- _Excerpts of bounding box data_

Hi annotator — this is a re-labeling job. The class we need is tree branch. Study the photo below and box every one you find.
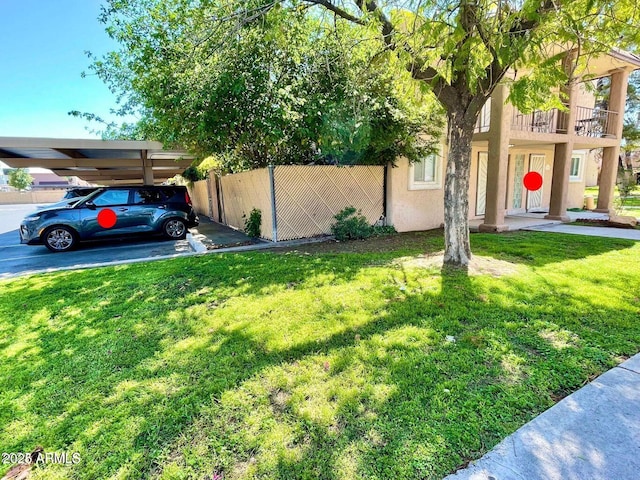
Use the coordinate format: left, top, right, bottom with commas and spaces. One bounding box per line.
306, 0, 367, 25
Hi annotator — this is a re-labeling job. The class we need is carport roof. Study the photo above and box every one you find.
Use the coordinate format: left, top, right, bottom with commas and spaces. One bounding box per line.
0, 137, 194, 185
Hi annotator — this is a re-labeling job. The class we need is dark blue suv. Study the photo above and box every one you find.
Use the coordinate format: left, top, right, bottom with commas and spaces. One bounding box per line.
20, 186, 198, 252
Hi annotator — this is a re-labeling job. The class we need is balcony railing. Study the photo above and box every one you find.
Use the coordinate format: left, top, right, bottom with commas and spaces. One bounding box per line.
575, 107, 618, 137
512, 108, 567, 133
512, 107, 618, 137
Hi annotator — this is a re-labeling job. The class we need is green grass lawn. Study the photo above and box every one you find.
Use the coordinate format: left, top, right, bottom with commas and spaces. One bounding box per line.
584, 185, 640, 218
0, 232, 640, 479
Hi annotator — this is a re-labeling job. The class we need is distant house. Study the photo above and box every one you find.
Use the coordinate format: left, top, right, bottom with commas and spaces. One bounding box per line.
386, 50, 640, 232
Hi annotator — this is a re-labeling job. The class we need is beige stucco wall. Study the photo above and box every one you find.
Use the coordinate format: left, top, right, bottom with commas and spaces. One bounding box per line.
0, 190, 66, 205
220, 168, 273, 240
567, 150, 598, 208
387, 157, 446, 232
576, 80, 597, 108
584, 150, 602, 187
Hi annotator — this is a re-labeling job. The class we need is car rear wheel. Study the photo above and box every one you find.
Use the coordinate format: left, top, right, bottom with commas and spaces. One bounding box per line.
162, 218, 187, 240
42, 226, 78, 253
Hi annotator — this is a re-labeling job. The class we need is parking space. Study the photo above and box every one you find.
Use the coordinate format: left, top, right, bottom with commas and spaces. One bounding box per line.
0, 205, 193, 278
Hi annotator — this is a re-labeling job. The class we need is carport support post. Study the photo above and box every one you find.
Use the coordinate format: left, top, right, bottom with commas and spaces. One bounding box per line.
140, 150, 154, 185
268, 165, 278, 242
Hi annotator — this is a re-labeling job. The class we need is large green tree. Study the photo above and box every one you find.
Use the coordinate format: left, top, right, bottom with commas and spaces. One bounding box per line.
90, 0, 640, 266
82, 0, 442, 170
9, 168, 33, 190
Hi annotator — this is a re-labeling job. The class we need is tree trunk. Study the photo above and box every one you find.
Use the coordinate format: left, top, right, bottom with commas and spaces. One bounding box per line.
444, 112, 475, 268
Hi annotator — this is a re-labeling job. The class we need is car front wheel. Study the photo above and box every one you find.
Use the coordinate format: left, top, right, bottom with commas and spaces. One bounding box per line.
162, 218, 187, 240
43, 226, 78, 253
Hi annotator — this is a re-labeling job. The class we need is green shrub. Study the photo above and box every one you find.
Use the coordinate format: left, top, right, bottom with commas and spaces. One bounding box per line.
331, 207, 373, 242
371, 225, 398, 237
242, 208, 262, 238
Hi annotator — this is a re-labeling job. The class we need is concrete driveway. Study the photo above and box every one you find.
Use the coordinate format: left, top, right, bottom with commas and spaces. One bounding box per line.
0, 205, 193, 278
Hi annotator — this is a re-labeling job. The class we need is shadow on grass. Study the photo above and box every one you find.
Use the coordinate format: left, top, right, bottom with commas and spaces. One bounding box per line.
0, 232, 640, 478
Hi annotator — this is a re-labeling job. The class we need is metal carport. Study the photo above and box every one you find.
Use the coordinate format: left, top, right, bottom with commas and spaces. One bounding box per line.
0, 137, 194, 185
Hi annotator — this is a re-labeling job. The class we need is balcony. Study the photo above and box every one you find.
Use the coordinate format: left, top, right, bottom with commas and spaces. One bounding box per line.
575, 107, 618, 138
512, 107, 618, 138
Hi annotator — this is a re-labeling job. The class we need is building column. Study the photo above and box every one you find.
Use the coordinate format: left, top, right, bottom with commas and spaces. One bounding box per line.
478, 85, 513, 232
544, 52, 578, 222
140, 150, 154, 185
594, 70, 629, 214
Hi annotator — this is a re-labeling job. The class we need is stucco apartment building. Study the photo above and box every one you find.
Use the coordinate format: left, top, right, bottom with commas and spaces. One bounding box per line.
387, 50, 640, 232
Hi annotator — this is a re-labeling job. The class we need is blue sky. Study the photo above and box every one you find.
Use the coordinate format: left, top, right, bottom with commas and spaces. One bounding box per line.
0, 0, 127, 138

- _EXERCISE OBJECTIVE_
Write out the stretch from the line containing "need is distant" through the line containing "386, 50, 640, 232", requests included, and shift every box coordinate in the answers up by 85.

- _FINISHED ANSWER_
Hi annotator — this is a re-labeling job. The class we need is distant house. Study the photo above and box every one you find.
Use the coordinate format: left, top, right, bottom with commas and spaces. One bounding box per line.
471, 135, 725, 317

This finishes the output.